Data for this task
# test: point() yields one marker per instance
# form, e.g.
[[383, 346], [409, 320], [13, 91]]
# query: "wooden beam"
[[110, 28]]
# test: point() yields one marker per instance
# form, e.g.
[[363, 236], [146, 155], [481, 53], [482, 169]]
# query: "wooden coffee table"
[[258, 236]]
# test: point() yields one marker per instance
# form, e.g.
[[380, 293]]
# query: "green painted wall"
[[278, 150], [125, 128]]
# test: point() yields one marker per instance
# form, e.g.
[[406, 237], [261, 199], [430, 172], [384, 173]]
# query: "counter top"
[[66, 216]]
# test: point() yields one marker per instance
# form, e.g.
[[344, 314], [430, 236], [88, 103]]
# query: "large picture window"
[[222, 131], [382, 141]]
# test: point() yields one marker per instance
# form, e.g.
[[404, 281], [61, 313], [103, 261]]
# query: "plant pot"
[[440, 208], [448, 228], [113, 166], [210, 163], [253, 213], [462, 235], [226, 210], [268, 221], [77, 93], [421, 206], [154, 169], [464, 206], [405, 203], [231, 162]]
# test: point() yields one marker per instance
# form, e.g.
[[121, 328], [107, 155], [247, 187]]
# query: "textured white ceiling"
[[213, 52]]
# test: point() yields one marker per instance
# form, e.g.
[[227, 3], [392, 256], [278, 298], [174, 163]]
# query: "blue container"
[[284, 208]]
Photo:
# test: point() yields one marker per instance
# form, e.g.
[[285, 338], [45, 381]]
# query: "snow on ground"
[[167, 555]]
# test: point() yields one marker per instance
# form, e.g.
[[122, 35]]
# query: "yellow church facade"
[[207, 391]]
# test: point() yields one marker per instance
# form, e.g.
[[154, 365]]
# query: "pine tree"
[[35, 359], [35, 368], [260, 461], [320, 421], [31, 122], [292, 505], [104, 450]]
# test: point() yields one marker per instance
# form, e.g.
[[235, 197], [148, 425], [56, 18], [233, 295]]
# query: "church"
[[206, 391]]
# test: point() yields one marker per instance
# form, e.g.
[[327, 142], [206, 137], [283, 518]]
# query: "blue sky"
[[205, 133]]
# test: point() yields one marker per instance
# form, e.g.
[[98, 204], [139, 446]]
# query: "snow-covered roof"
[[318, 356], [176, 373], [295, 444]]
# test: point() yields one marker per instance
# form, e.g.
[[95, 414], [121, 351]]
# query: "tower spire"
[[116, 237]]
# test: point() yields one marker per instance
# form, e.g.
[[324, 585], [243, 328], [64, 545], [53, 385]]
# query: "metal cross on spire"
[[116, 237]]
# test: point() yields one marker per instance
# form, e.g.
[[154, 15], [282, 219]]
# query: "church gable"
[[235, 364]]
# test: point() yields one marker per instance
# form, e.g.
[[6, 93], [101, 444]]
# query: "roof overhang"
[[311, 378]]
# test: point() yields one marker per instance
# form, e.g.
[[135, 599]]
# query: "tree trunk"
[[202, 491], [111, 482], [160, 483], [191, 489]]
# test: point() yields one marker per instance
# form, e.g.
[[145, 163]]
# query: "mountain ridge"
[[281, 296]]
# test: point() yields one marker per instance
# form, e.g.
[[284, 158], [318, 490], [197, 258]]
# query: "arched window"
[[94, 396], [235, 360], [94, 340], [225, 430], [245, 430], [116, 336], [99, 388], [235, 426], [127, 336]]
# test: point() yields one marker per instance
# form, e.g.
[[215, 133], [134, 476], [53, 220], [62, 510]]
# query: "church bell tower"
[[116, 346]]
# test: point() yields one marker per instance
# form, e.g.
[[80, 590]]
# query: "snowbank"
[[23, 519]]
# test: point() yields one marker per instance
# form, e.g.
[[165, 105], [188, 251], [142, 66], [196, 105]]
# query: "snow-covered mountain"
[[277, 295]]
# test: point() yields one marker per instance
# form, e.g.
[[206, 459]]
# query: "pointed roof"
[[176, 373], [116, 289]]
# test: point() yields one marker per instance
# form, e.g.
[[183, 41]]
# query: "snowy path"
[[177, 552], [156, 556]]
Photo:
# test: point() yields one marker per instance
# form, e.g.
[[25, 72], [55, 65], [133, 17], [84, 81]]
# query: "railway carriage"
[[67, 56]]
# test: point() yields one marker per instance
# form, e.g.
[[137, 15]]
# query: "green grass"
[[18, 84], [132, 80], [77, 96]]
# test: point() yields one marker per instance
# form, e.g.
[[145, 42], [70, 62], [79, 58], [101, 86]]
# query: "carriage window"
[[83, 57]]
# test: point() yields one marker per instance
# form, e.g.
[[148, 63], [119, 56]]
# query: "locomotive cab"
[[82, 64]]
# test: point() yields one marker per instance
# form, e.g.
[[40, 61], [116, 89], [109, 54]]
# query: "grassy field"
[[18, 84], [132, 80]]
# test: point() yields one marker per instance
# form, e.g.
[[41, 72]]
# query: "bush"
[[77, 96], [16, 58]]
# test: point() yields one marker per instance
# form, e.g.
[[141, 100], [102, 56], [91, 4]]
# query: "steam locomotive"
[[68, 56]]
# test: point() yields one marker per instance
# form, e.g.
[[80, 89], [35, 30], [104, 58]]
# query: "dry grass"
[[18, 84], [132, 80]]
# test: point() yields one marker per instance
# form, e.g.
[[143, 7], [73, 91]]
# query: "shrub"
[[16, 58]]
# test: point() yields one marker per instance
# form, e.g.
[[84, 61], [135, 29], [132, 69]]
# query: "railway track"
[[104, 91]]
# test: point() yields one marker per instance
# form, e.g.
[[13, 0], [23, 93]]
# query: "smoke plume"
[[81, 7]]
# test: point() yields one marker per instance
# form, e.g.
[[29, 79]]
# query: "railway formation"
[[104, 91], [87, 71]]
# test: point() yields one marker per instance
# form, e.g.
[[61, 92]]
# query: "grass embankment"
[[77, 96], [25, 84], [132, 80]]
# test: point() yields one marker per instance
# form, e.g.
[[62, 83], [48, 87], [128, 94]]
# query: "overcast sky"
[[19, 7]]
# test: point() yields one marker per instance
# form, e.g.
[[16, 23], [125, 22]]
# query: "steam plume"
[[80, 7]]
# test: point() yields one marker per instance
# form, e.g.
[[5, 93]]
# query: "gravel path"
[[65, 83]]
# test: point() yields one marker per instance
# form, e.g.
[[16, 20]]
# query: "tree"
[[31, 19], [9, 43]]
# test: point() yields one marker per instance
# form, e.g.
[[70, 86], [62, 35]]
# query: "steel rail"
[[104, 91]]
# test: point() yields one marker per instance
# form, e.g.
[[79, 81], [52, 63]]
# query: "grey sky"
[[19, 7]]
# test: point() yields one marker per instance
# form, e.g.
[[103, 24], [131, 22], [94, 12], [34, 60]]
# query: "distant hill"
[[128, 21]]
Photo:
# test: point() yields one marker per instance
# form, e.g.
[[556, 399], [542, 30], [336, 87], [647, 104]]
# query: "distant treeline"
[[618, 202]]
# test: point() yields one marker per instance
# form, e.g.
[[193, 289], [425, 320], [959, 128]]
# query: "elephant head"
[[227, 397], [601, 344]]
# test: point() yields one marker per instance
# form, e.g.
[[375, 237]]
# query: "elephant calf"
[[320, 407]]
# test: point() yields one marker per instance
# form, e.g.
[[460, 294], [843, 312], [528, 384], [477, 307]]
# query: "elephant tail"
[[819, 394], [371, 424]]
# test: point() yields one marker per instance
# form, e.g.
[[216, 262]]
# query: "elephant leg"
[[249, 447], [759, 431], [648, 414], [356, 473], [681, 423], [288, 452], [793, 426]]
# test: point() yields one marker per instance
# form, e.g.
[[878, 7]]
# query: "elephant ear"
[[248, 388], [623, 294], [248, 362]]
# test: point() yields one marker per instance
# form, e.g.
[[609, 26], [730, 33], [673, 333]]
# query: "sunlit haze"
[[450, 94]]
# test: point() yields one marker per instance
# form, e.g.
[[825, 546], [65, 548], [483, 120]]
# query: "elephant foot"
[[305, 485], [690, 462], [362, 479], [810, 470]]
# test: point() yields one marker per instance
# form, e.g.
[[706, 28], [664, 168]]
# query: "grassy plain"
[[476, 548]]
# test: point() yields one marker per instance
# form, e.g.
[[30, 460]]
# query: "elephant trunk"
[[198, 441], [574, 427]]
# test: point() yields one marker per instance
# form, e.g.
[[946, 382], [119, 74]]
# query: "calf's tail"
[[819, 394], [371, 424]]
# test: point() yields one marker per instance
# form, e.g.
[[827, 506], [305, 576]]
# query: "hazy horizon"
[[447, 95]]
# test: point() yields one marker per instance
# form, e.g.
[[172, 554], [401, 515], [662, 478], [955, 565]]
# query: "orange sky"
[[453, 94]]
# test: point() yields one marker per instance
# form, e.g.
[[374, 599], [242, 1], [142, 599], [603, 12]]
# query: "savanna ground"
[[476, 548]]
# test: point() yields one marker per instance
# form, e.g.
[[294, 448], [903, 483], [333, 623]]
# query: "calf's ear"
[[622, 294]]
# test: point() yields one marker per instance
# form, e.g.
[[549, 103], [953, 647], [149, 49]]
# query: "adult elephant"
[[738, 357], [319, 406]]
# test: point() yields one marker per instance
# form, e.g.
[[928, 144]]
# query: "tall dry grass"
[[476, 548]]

Task to complete
Return every line of the material that contains the string "blue", matching case exactly.

In response
# query: "blue container"
# query: "blue sky"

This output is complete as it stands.